> [Source material]
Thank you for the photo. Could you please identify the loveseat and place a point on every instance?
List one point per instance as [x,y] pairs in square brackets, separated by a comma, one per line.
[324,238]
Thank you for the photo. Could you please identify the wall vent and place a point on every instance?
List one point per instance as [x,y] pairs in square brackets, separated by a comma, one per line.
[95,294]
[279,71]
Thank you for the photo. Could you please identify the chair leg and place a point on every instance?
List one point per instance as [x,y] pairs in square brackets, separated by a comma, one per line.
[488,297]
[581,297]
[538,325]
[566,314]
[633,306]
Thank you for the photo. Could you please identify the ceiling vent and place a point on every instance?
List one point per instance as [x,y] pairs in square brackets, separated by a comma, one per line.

> [Problem details]
Give the full listing above again, exactly as it was presented.

> [Finished exercise]
Thank you for the photo. Could you please identify the loveseat and place a point on every instance?
List one point per instance as [x,y] pairs in square brackets, separated by a comma, one per line.
[324,238]
Thank you for the photo. Could you please identify the wall vent and place a point on every instance?
List one point per instance as [x,y] pairs in square brackets, separated by a comma, one per line.
[95,294]
[279,71]
Thank you for the photo. Could you please identify the chair leg and place a point on every instance?
List one point per instance as [x,y] pairs in square brackets, separated by a comma, one per line.
[488,297]
[581,297]
[538,325]
[566,314]
[633,306]
Thank you for the photo. Could you please identify the ceiling vent and place a point on every instance?
List one point per instance as [x,y] pairs in square brackets, separated by a comma, one per line.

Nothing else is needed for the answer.